▶ _Исходный текст_
Приведу один пример. Истосковавшиеся в мечтах о «точности» литературоведения, ученые старого времени не раз пытались строить науку о литературе по аналогии с биологической наукой. Фердинанд Брюнетьер, к примеру, переносил законы естествознания и теорию «естественного отбора» на изучение эволюции литературы. Ничего, кроме эклектики, вульгаризации и игры биологическими терминами, из этого не получилось. Были попытки механически перенести на изучение литературы методы и наблюдения физиологической науки. О вульгарных попытках такого рода Чехов однажды заметил: «Научно мыслить везде хорошо, но беда в том, что научное мышление о творчестве в конце концов волей-неволей будет сведено на погоню за «клеточками» или «центрами», заведующими творческой способностью…» 2. Разумеется, и эта «погоня» не привела к серьезным результатам.

Но все это не значит, что в современной материалистической физиологии, в частности в учении И. Павлова о высшей нервной деятельности, нет элементов, которые помогли бы нам в познании некоторых тонких процессов творческой деятельности.

▶ _Инструкции к упражнению_
[1] Кратко перескажите абзац текста о литературоведении, который начинается словами «Приведу один пример», сохранив его основные факты.
[2] Перепишите из текста о литературоведении отрывок от слов «Но все это не» до слов «процессов творческой деятельности.» включительно.
[3] Продолжите текст о литературоведении, начав сразу после его последнего предложения.
Строки, приведённые ниже, для работы не понадобятся.

▶ _Приведённые строки_
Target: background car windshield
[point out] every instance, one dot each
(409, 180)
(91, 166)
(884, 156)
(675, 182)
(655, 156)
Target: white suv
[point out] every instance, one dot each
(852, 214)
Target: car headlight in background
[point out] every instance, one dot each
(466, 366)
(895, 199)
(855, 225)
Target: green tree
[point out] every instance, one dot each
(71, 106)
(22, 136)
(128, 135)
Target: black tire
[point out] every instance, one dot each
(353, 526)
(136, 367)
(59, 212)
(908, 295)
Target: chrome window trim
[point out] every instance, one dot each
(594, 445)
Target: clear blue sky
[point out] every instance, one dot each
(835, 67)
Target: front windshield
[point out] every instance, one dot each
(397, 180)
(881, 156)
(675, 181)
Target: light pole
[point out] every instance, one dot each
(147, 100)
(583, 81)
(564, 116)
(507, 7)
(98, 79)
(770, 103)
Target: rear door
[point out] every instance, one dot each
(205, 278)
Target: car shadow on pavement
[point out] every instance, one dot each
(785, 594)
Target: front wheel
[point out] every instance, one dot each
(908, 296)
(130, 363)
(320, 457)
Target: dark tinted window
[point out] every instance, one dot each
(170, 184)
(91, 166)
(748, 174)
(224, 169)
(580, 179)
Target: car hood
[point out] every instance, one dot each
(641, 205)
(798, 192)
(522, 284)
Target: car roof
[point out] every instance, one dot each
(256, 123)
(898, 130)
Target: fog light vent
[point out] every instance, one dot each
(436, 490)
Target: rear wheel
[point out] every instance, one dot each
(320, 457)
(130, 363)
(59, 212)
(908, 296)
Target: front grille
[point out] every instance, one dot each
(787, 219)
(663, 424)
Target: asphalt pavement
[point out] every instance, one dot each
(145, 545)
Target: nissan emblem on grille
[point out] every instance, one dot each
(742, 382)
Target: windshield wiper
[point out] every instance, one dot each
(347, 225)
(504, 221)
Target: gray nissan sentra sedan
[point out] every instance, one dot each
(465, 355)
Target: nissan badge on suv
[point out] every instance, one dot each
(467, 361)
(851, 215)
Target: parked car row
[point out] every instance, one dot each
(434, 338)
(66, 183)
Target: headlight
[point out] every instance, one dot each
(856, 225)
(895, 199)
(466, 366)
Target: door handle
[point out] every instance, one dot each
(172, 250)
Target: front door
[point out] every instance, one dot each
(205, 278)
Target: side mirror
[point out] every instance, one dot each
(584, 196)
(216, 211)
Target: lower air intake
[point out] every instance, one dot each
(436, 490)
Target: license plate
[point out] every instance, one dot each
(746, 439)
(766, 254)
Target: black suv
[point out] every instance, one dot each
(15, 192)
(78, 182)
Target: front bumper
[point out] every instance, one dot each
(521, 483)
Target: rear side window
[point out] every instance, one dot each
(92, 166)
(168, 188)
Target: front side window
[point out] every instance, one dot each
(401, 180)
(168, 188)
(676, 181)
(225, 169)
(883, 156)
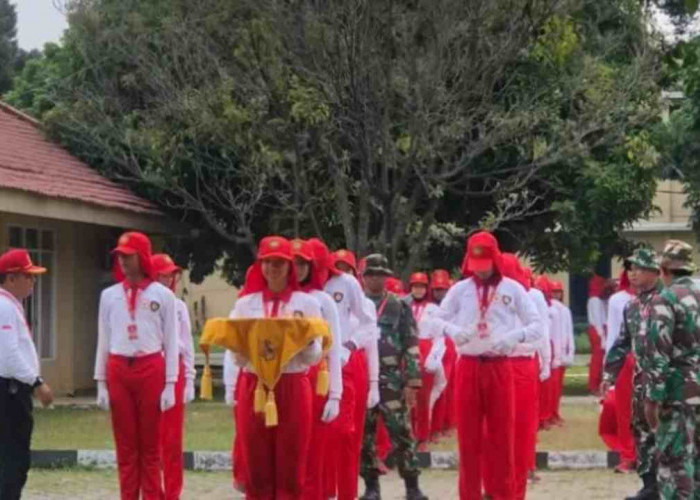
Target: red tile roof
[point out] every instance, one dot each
(31, 162)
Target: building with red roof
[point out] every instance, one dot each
(68, 216)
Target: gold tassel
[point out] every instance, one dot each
(259, 397)
(271, 419)
(206, 386)
(322, 382)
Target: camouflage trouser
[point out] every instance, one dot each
(678, 442)
(644, 438)
(395, 414)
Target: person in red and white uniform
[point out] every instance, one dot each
(567, 346)
(597, 312)
(312, 265)
(275, 457)
(624, 388)
(431, 345)
(136, 366)
(360, 361)
(494, 314)
(443, 417)
(20, 376)
(167, 273)
(526, 375)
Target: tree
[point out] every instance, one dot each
(8, 44)
(390, 126)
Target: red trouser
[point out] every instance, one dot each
(623, 410)
(485, 396)
(557, 388)
(420, 414)
(595, 369)
(172, 423)
(239, 467)
(135, 386)
(607, 422)
(345, 442)
(315, 465)
(275, 457)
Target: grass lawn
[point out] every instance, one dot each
(208, 426)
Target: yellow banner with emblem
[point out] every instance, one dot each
(268, 344)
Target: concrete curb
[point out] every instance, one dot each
(211, 461)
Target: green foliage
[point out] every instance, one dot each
(396, 127)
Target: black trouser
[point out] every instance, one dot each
(16, 424)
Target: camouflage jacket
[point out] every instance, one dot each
(628, 340)
(398, 343)
(671, 358)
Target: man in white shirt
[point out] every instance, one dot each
(598, 293)
(495, 314)
(567, 346)
(174, 419)
(19, 372)
(136, 365)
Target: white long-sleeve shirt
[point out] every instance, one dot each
(252, 306)
(597, 315)
(543, 346)
(511, 313)
(568, 343)
(616, 308)
(329, 311)
(349, 297)
(186, 344)
(154, 321)
(18, 357)
(371, 343)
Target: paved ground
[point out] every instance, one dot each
(442, 485)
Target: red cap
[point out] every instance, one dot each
(163, 264)
(18, 260)
(482, 254)
(418, 279)
(302, 249)
(275, 247)
(133, 243)
(440, 280)
(346, 256)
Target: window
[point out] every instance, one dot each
(40, 305)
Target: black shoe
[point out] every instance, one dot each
(650, 491)
(413, 492)
(371, 489)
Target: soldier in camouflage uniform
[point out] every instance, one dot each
(672, 361)
(399, 378)
(647, 287)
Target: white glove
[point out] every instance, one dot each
(465, 335)
(331, 410)
(167, 398)
(373, 398)
(102, 395)
(507, 343)
(433, 362)
(311, 353)
(345, 354)
(189, 390)
(230, 400)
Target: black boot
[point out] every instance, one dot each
(650, 490)
(371, 489)
(413, 492)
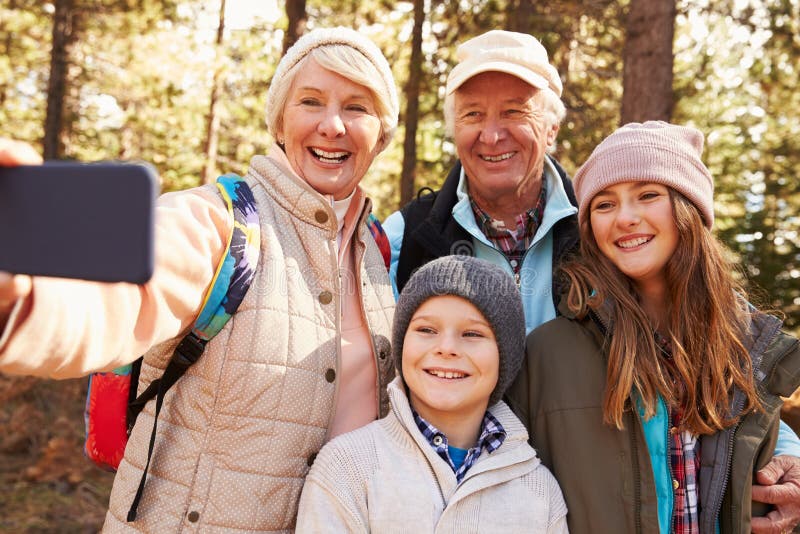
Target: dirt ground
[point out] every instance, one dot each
(46, 483)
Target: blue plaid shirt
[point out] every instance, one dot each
(492, 436)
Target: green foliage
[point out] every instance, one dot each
(738, 83)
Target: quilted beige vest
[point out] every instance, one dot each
(238, 432)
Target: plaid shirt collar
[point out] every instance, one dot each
(684, 452)
(517, 240)
(492, 436)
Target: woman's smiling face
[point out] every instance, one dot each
(331, 130)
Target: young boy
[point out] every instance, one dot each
(450, 456)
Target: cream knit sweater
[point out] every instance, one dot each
(386, 478)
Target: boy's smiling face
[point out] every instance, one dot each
(450, 359)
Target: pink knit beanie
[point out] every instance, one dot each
(654, 151)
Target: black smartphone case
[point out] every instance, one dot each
(93, 221)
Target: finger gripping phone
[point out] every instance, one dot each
(93, 221)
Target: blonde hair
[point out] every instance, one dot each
(708, 318)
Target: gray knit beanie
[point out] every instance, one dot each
(319, 37)
(488, 288)
(654, 151)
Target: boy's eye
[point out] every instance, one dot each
(473, 333)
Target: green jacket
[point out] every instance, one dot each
(606, 474)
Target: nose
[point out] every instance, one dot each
(492, 132)
(628, 214)
(331, 124)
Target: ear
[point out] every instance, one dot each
(552, 133)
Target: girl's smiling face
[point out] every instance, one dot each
(634, 227)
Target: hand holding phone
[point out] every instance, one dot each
(92, 221)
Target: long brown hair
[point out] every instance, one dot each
(708, 318)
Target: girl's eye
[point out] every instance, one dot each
(602, 206)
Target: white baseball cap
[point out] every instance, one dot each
(518, 54)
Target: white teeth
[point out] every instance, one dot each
(446, 374)
(501, 157)
(634, 242)
(330, 157)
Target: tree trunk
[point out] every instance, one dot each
(212, 128)
(297, 17)
(648, 61)
(412, 106)
(519, 14)
(63, 32)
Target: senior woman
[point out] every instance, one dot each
(304, 358)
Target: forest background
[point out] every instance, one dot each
(181, 84)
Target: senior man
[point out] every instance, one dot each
(507, 201)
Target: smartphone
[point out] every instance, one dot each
(93, 221)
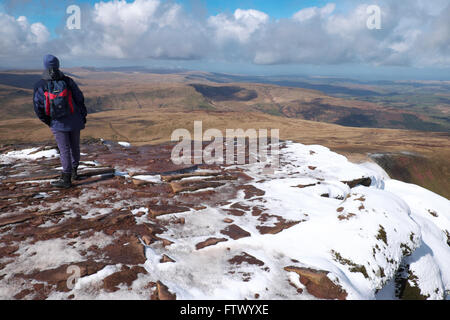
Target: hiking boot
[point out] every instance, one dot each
(64, 182)
(75, 175)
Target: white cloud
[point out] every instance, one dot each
(240, 26)
(309, 13)
(19, 38)
(416, 34)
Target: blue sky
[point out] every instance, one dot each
(266, 37)
(54, 14)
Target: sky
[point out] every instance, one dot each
(264, 37)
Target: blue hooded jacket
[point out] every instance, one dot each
(72, 122)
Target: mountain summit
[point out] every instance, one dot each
(139, 227)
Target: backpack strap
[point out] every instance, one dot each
(47, 100)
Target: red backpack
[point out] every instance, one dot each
(58, 99)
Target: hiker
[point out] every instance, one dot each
(59, 103)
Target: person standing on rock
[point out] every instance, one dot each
(59, 103)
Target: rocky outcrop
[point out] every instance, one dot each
(318, 284)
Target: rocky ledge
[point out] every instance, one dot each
(139, 227)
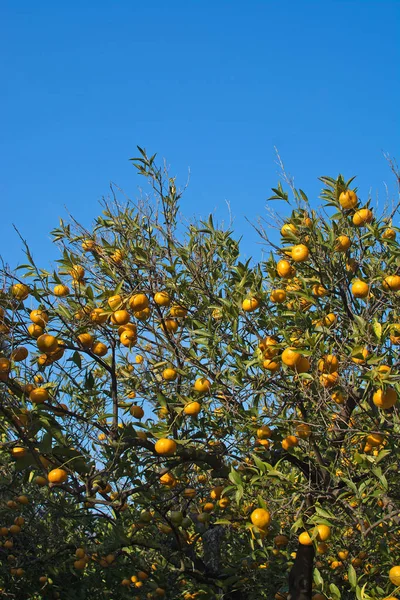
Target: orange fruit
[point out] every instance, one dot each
(319, 290)
(162, 298)
(329, 380)
(285, 269)
(271, 365)
(300, 253)
(385, 398)
(178, 311)
(192, 408)
(86, 340)
(20, 291)
(303, 430)
(342, 243)
(128, 338)
(348, 199)
(47, 343)
(305, 539)
(278, 296)
(35, 331)
(260, 517)
(202, 385)
(39, 317)
(328, 364)
(61, 290)
(165, 447)
(250, 304)
(57, 476)
(120, 317)
(289, 230)
(360, 289)
(168, 479)
(362, 217)
(138, 302)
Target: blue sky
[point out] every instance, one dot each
(210, 86)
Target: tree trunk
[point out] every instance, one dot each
(301, 574)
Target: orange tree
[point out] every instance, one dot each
(178, 423)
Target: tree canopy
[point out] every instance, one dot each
(177, 422)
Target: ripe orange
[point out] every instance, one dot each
(305, 539)
(278, 296)
(329, 380)
(20, 291)
(136, 411)
(162, 298)
(250, 304)
(271, 365)
(168, 479)
(348, 199)
(47, 343)
(192, 408)
(319, 290)
(177, 310)
(39, 395)
(35, 331)
(120, 317)
(128, 338)
(39, 317)
(289, 230)
(99, 349)
(285, 269)
(165, 447)
(290, 357)
(300, 253)
(362, 217)
(343, 243)
(61, 290)
(57, 476)
(392, 282)
(260, 517)
(385, 398)
(202, 385)
(328, 364)
(303, 431)
(138, 302)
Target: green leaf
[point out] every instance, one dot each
(352, 575)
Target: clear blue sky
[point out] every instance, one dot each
(210, 85)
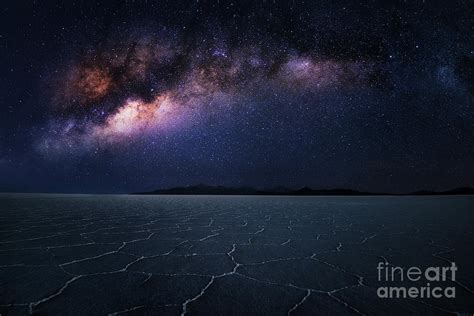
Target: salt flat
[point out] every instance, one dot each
(232, 255)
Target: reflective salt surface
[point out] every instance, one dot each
(93, 254)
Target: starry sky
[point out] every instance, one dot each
(126, 96)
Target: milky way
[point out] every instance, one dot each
(136, 95)
(148, 83)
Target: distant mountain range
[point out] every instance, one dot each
(305, 191)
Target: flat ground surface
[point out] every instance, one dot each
(80, 254)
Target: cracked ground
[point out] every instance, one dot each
(138, 255)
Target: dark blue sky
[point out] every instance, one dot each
(111, 97)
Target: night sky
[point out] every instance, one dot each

▶ _Ответы по заданиям_
[1] Учёные старого времени, стремясь к «точности», не раз пытались строить науку о литературе по аналогии с биологией. Фердинанд Брюнетьер переносил законы естествознания и теорию «естественного отбора» на изучение эволюции литературы, но из этого вышли лишь эклектика, вульгаризация и игра биологическими терминами. Предпринимались и попытки механически перенести на литературу методы и наблюдения физиологии. Чехов заметил о них, что научное мышление о творчестве в итоге сводится к погоне за «центрами», заведующими творческой способностью. Серьёзных результатов эта «погоня» тоже не принесла.

[2]
Но все это не значит, что в современной материалистической физиологии, в частности в учении И. Павлова о высшей нервной деятельности, нет элементов, которые помогли бы нам в познании некоторых тонких процессов творческой деятельности.

[3]
Учение И. Павлова материалистически объяснило важнейшие явления человеческой психики. Оно может принести большую пользу также и в исследовании художественно-образного мышления.

Еще в 1926 году Горький в письме к К. Федину заметил, что критикам следовало бы заглянуть в работы И. Павлова и это помогло бы им более толково рассуждать о том, как создается искусство3. Это интересное замечание Горького (в частном письме, к тому же опубликованном недавно) не было учтено критиками и литературоведами. В 1940 году советский физиолог П. Анохин напечатал в «Литературной газете» (от 27 октября) статью «Новое в учении о высшей нервной деятельности». В ней говорилось, что горизонты учения Павлова сулят «построение хотя бы самой общей характеристики тончайших творческих процессов» в результате коллективных усилий ученого, писателя и теоретика искусства. Мне уже довелось писать и о плодотворности этих соображений П. Анохина, и о том, что в некоторых работах встречается упрощенное объяснение большого и сложного мира человеческих чувств и переживаний4.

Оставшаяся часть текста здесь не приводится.